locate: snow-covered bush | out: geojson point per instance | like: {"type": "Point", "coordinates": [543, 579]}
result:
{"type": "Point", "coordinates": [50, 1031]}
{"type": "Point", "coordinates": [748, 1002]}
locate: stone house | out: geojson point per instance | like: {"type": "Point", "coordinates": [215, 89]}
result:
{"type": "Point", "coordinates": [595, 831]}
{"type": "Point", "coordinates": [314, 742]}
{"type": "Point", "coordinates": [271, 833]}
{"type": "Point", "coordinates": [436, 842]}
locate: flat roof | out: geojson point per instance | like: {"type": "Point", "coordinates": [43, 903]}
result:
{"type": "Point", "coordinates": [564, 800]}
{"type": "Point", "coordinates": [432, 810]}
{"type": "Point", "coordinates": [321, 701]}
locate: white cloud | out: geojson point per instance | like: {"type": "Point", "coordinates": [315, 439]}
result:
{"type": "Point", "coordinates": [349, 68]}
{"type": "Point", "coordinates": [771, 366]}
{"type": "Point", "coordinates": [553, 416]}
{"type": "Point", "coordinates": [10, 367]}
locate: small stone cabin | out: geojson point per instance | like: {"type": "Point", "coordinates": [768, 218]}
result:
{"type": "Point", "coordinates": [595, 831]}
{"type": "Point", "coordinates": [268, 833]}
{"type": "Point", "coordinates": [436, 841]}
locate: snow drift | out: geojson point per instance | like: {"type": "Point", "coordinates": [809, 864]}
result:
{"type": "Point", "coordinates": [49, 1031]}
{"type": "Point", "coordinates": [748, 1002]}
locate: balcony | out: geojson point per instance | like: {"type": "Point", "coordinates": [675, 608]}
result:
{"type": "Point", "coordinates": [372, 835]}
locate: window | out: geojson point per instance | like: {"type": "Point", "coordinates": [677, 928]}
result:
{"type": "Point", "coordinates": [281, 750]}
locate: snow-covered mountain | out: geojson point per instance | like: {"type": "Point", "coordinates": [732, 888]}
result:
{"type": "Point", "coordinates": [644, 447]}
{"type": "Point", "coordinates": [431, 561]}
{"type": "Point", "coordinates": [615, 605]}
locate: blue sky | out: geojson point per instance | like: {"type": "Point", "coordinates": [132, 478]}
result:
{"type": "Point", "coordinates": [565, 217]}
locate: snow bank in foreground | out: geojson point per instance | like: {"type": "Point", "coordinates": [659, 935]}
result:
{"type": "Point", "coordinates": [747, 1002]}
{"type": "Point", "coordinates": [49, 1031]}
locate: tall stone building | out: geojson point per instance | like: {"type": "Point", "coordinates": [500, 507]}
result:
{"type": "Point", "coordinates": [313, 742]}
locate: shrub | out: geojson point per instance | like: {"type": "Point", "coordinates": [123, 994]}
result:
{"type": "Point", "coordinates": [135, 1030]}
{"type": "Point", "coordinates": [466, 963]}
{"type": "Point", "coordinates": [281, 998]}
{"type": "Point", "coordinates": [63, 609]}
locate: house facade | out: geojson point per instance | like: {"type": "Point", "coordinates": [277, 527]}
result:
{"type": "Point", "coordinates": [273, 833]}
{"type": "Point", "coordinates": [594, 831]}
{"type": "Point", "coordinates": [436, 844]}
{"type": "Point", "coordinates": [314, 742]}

What you are asked to do: Reproduce the part of the data above that opens with the line containing "locate: snow bank" and closes at the end of the data, swapping "result" for "output" and leaving everything else unchanged.

Written answer:
locate: snow bank in foreground | out: geojson point per instance | like: {"type": "Point", "coordinates": [659, 935]}
output:
{"type": "Point", "coordinates": [747, 1002]}
{"type": "Point", "coordinates": [49, 1031]}
locate: tall stone building | out: geojson point per instance | like: {"type": "Point", "coordinates": [500, 507]}
output:
{"type": "Point", "coordinates": [313, 742]}
locate: shrub | out: geojson point per instance | like: {"type": "Point", "coordinates": [123, 994]}
output:
{"type": "Point", "coordinates": [135, 1030]}
{"type": "Point", "coordinates": [466, 963]}
{"type": "Point", "coordinates": [281, 998]}
{"type": "Point", "coordinates": [63, 609]}
locate: house facade | out: geojson point per instance | like: {"type": "Point", "coordinates": [277, 527]}
output:
{"type": "Point", "coordinates": [273, 833]}
{"type": "Point", "coordinates": [594, 831]}
{"type": "Point", "coordinates": [436, 844]}
{"type": "Point", "coordinates": [314, 742]}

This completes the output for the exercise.